• Page text

(PLATE 1, above)”That’s me and old Mickey. He was about 15 when I moved to Neosho and I took him with me and kept him in the garage there. Came in one night and old Mickey wasn’t in there. I spent several days hunting for him but I never found him. Went off and died I guess.”
Don Bilyeu
by Gideon Pellegrino
The December air greeted me as I stepped out of the car. As I walked towards the door, a sight of a candle-light service could be seen through the windows of the little white church. It was about five years ago on the Sunday before Christmas that I met him.
He was sitting in a chair at the front of the church by a manger display, reading the Christmas story aloud. His figure was tall and slim and he was wearing a button-up shirt, blue jeans, and farm boots. I have never seen him wear anything different. I sat down and listened… the sound of his kind voice hummed in my ears, and the sight of the sweet twinkle in his dark-brown eyes made my heart happy.
To anyone reading, this is only a glimpse of the life of a man I have come to know and love. To any one reading…. I introduce to you, Don Bilyeu.
I have known Don for a while now so sitting down with him for an interview was more like sitting down for just a regular Sunday afternoon chat. I pulled out a chair and got my stuff ready as he washed his hands (he’d just come in from choring). Don’s wife, Shirley, got me a glass of water and made some coffee as I petted their cat.
Their house is the cozy type. It’s the kind of house that you walk in and instantly feel at home. There are pictures of family members young and old on the walls and on the fireplace mantle. My favorite — a black-and-white photograph of the big oak tree in their front yard — is above the couch.
West of the house is a big barn with horses and cows. I look out the dining room window while Don pours himself a cup of coffee. There is a small farm pond I had never noticed before.
Don sits down with a smile and a chuckle and says, “Now… Would you like me to tell you the truth?”
“Yes, that would be nice!” I laugh. And so then, the truth is where Don’s story begins.
It all started on Bull Creek, in Taney County Missouri, where he grew up. Don’s parents, Ralph and Lola Bilyeu, had a boy before Don, named Loren, when they were in their early 20s.
Loren died from dysentery when he was around two years and is buried in Cupp’s Cemetery in Taney County, Missouri. The couple didn’t have another child until they were much older. Don was born in 1938 and grew up a country boy, playing and fishing in Bull Creek and helping his parents farm.
“I’ll never forget when I was a boy,” he chuckles, “Me and my cousin had rode our horses down Bull Creek and there was a drill well there but back then it wasn’t nothing but 30-40 foot deep but it was still a good well. And there was a little ole rope and a can to dip water out with and we decided to stop and get us a drink.

• Data excerpts

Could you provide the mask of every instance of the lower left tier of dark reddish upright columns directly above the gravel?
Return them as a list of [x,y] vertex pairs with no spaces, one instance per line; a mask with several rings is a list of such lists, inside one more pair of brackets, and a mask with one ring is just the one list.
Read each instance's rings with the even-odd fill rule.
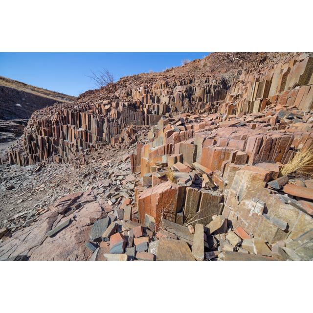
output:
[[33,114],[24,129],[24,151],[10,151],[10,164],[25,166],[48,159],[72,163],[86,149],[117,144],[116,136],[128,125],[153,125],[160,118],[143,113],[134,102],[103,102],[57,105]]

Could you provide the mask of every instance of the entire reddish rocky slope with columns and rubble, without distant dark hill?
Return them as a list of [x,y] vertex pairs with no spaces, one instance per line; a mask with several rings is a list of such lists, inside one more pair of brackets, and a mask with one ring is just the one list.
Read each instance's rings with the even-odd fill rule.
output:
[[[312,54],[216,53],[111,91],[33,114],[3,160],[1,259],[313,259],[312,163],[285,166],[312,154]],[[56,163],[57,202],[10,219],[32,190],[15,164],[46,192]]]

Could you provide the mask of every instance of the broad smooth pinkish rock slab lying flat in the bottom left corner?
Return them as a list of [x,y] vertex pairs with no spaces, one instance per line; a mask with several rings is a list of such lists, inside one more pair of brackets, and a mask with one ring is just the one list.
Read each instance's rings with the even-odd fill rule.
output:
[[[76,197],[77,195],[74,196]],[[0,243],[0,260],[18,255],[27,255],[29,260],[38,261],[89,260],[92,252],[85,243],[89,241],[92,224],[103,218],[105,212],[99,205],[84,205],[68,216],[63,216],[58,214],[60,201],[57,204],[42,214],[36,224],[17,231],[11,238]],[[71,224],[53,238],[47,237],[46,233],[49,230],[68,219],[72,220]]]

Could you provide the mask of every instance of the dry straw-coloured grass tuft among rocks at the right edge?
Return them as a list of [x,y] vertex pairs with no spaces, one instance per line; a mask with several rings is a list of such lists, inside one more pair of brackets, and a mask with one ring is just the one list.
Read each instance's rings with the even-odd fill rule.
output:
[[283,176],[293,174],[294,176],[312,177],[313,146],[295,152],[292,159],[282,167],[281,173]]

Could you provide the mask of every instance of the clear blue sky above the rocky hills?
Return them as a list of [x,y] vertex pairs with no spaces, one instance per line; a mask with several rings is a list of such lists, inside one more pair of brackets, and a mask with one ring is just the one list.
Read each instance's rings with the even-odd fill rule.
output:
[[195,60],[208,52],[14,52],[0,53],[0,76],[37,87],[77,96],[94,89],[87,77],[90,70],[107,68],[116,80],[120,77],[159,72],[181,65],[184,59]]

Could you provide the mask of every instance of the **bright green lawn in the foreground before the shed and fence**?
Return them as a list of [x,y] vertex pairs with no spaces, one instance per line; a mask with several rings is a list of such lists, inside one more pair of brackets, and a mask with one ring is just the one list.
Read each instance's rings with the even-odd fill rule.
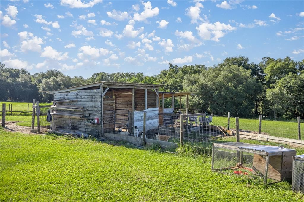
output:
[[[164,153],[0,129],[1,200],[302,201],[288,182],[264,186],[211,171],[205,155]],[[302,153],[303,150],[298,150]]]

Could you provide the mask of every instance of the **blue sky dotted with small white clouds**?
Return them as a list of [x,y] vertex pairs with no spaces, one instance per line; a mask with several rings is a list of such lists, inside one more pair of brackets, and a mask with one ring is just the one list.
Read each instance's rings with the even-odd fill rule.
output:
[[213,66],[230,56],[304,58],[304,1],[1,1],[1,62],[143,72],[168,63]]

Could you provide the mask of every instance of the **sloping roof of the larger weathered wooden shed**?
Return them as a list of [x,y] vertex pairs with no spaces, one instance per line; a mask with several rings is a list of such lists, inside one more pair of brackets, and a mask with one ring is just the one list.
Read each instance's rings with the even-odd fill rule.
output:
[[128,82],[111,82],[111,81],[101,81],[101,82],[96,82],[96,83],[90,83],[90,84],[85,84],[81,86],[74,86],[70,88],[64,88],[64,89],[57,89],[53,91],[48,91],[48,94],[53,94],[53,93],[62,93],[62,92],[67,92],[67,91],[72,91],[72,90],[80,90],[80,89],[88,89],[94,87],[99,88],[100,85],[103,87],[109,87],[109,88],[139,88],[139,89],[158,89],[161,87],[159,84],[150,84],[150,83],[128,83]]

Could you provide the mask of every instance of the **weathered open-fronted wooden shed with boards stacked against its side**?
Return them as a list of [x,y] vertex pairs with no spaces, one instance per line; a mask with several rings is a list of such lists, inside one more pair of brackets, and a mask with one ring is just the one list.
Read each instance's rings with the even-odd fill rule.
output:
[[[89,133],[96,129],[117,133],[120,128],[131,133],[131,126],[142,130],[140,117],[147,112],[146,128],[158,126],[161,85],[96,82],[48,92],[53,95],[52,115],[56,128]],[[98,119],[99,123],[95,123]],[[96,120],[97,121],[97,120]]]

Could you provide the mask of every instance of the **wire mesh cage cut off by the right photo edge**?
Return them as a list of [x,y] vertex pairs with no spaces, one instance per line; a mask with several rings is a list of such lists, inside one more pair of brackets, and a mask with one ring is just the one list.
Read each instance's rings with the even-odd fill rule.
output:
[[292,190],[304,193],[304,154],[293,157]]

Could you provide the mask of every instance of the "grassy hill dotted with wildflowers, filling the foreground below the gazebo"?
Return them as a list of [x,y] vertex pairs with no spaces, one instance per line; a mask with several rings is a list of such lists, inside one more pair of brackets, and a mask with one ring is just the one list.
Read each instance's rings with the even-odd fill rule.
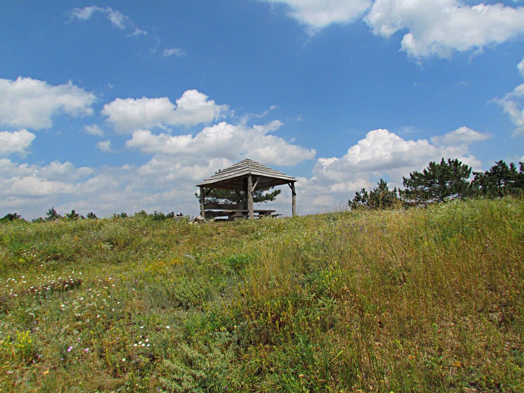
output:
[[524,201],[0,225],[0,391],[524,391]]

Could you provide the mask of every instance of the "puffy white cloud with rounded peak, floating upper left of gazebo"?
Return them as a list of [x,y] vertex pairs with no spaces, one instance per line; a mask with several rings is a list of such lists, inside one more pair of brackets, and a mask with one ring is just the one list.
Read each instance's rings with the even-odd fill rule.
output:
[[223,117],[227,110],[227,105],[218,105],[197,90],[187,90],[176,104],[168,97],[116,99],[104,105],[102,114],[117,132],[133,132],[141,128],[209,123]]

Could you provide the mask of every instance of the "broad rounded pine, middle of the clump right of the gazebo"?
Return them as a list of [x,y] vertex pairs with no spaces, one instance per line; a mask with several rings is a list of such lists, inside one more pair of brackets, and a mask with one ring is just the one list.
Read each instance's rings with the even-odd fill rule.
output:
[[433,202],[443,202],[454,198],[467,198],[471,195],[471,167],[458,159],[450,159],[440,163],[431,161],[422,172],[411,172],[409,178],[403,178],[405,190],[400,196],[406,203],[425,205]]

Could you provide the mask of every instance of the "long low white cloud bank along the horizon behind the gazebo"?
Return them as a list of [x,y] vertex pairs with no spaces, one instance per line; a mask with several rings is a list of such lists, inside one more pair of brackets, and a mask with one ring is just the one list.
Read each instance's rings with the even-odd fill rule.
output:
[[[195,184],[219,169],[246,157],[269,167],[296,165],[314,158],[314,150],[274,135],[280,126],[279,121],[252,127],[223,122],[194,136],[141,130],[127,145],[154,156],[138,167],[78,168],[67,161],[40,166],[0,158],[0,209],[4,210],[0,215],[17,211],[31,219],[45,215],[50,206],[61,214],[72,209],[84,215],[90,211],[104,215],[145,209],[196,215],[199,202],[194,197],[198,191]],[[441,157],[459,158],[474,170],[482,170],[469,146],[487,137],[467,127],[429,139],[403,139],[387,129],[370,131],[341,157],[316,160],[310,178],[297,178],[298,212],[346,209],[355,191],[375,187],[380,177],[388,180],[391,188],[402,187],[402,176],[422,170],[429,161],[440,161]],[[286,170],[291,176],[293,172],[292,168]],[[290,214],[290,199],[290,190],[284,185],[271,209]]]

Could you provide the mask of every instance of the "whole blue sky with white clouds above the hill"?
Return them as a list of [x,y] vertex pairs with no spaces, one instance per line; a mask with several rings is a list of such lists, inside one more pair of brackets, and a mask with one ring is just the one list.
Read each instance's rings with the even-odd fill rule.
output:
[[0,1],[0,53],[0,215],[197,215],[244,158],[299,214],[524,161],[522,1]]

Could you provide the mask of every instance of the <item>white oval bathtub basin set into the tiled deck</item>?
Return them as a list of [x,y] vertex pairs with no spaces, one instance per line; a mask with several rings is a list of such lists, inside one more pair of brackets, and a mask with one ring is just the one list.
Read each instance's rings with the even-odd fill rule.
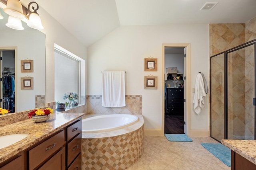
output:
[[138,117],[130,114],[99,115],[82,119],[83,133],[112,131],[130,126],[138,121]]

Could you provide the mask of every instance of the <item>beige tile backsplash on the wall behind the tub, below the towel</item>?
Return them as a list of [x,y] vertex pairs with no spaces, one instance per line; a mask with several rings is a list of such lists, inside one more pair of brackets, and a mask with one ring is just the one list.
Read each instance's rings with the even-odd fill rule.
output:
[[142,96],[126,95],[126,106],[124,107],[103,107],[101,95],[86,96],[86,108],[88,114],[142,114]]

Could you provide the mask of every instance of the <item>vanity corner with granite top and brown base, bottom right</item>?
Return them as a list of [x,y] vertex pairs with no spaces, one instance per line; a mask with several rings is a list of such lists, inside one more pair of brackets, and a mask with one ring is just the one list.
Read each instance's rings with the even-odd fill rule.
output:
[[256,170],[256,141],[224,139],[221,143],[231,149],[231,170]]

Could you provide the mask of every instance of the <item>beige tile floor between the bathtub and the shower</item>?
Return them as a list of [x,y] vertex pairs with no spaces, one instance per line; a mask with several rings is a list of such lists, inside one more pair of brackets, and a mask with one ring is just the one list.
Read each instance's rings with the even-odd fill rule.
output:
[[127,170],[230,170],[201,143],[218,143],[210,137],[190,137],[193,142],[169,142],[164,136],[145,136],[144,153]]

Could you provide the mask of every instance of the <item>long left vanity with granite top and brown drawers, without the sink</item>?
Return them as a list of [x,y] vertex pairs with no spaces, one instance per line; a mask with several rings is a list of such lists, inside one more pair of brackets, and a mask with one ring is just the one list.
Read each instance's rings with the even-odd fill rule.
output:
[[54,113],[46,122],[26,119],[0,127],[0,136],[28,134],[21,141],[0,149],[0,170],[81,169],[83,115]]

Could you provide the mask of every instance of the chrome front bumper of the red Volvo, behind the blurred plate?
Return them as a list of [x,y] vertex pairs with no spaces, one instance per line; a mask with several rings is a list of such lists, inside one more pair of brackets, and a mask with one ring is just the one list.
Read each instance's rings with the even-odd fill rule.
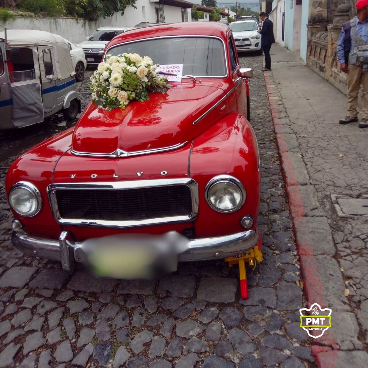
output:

• Task to complete
In the profile of Don Bilyeu above, where did Don grow up?

• Result of the exercise
On Bull Creek, in Taney County, Missouri.